• **SUPPLIED RECORDS**
-------------------------

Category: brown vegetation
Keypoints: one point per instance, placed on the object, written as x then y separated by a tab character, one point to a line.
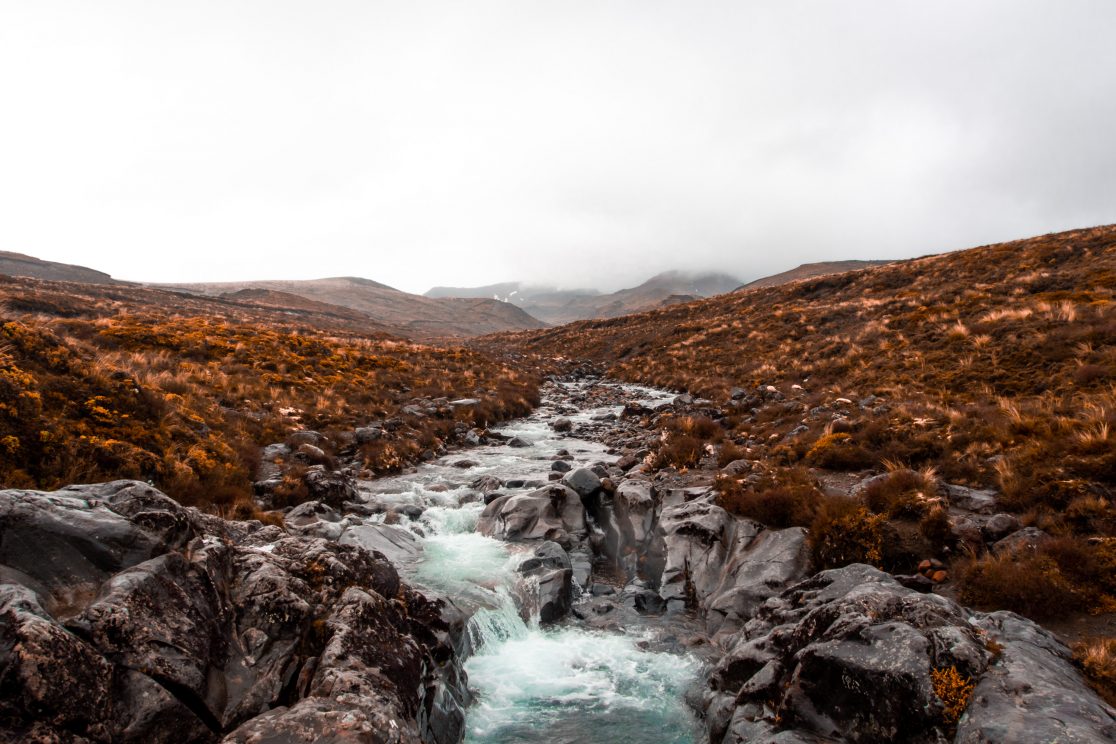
992	367
98	383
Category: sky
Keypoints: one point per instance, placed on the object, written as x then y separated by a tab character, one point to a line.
568	143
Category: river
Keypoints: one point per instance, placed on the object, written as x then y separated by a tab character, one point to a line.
567	683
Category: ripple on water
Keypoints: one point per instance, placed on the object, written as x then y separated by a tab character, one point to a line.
574	685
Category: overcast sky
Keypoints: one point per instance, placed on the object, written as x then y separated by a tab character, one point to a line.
570	143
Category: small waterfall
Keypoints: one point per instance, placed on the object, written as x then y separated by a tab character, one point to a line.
489	627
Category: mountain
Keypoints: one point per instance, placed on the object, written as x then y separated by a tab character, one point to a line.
17	264
556	306
405	313
810	270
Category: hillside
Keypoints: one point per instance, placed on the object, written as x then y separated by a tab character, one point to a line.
556	306
105	382
809	271
405	313
17	264
989	368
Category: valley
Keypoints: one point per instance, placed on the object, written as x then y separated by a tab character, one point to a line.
844	508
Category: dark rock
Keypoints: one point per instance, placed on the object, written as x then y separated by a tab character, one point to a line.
847	656
541	514
583	481
330	488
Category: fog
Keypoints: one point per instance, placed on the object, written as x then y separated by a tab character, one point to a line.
579	144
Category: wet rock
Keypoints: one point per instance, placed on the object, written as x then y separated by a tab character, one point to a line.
583	481
368	434
546	587
398	544
486	484
972	500
539	514
228	626
316	520
330	488
722	564
847	656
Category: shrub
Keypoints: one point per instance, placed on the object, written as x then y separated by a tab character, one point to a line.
845	532
839	452
1030	585
903	493
1097	659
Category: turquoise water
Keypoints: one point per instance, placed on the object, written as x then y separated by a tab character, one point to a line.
564	685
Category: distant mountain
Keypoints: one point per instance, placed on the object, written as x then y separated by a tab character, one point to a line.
405	313
17	264
809	270
556	306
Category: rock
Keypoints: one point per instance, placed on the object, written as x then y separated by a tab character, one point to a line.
314	519
311	454
486	484
547	513
398	544
546	589
1033	687
314	438
972	500
368	434
583	481
847	655
190	625
723	564
1027	540
999	527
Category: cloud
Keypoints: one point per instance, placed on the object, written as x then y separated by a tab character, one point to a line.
573	143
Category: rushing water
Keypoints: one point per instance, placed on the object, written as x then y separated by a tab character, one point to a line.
558	685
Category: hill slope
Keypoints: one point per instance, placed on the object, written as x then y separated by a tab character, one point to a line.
17	264
811	270
556	306
407	315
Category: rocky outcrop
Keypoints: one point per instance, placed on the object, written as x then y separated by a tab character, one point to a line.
852	656
554	512
722	564
125	617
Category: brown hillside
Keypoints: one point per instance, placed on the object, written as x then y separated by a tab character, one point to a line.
105	382
405	313
809	271
17	264
989	367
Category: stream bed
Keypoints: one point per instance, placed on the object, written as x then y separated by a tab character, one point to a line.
560	684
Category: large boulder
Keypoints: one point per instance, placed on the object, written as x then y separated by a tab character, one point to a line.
852	656
192	627
552	512
722	564
545	588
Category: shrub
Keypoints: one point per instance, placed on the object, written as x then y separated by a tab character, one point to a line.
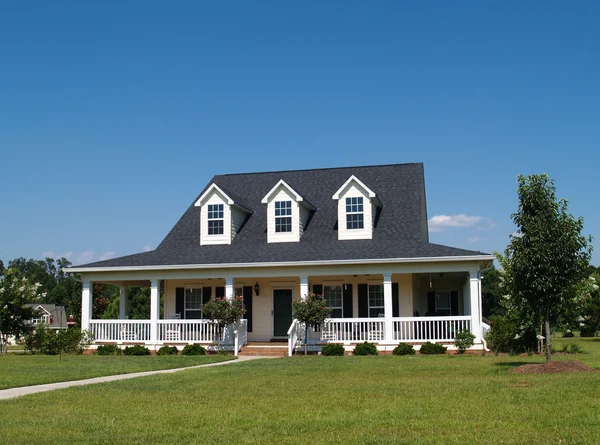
108	350
572	348
136	350
507	335
194	349
463	340
44	340
404	349
432	349
366	349
167	350
332	349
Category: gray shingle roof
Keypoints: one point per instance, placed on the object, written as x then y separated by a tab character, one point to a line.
398	233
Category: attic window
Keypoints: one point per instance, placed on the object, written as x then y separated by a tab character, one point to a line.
215	219
283	216
354	213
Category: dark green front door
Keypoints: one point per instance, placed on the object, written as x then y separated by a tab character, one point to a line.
282	312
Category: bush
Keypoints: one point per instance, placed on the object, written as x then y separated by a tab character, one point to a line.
167	350
432	349
136	350
44	340
464	340
404	349
108	350
507	335
571	348
194	349
332	349
366	349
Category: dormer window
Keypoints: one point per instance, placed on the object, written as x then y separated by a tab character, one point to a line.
357	210
215	219
283	216
287	212
354	213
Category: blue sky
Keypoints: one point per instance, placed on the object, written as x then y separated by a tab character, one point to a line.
114	115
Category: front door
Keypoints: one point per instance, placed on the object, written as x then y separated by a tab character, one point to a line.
282	312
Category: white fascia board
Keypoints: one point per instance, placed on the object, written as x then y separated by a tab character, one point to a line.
284	264
213	187
282	183
351	179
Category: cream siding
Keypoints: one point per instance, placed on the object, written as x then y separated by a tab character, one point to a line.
354	190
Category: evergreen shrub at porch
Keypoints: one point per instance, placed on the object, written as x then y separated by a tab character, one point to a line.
194	349
432	349
167	350
404	349
108	350
464	340
136	350
333	349
366	348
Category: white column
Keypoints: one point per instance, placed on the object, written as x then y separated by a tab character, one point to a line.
154	309
122	302
387	304
304	287
475	297
229	288
86	305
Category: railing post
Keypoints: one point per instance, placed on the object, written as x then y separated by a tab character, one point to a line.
475	297
154	308
388	307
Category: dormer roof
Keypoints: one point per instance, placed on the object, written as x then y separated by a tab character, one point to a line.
353	179
297	197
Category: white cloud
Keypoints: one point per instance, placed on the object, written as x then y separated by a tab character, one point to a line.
107	256
440	223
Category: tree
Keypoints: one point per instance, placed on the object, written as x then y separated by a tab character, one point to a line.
310	311
548	257
16	291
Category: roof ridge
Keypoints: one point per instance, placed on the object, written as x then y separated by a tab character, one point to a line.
318	169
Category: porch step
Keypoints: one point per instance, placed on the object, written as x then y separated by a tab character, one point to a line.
266	350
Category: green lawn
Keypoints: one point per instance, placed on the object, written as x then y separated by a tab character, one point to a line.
371	400
24	370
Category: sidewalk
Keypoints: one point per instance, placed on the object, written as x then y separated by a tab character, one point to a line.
25	390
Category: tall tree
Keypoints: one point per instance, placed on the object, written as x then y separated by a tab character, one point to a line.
548	257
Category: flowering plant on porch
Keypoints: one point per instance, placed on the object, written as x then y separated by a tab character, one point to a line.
312	310
224	311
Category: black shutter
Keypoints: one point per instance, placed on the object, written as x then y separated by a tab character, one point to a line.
454	302
395	300
248	303
206	293
347	300
363	300
430	303
180	301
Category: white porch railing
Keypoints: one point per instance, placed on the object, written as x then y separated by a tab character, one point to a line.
429	328
188	331
121	330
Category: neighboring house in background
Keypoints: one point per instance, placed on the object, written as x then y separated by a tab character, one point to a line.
357	235
53	316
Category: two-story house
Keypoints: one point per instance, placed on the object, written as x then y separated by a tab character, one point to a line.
357	235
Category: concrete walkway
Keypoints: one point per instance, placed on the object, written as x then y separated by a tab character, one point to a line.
25	390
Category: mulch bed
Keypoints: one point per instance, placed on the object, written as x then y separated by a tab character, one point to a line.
553	368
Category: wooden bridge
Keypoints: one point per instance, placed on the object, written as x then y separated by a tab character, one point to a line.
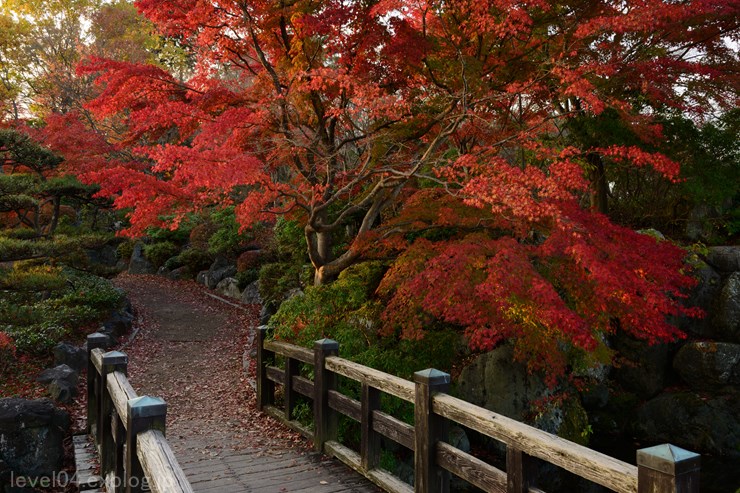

-------------------------

• **EXERCISE**
Return every line of the data above that contains the word "front".

• **REPLY**
Category: dark green front door
Category: front door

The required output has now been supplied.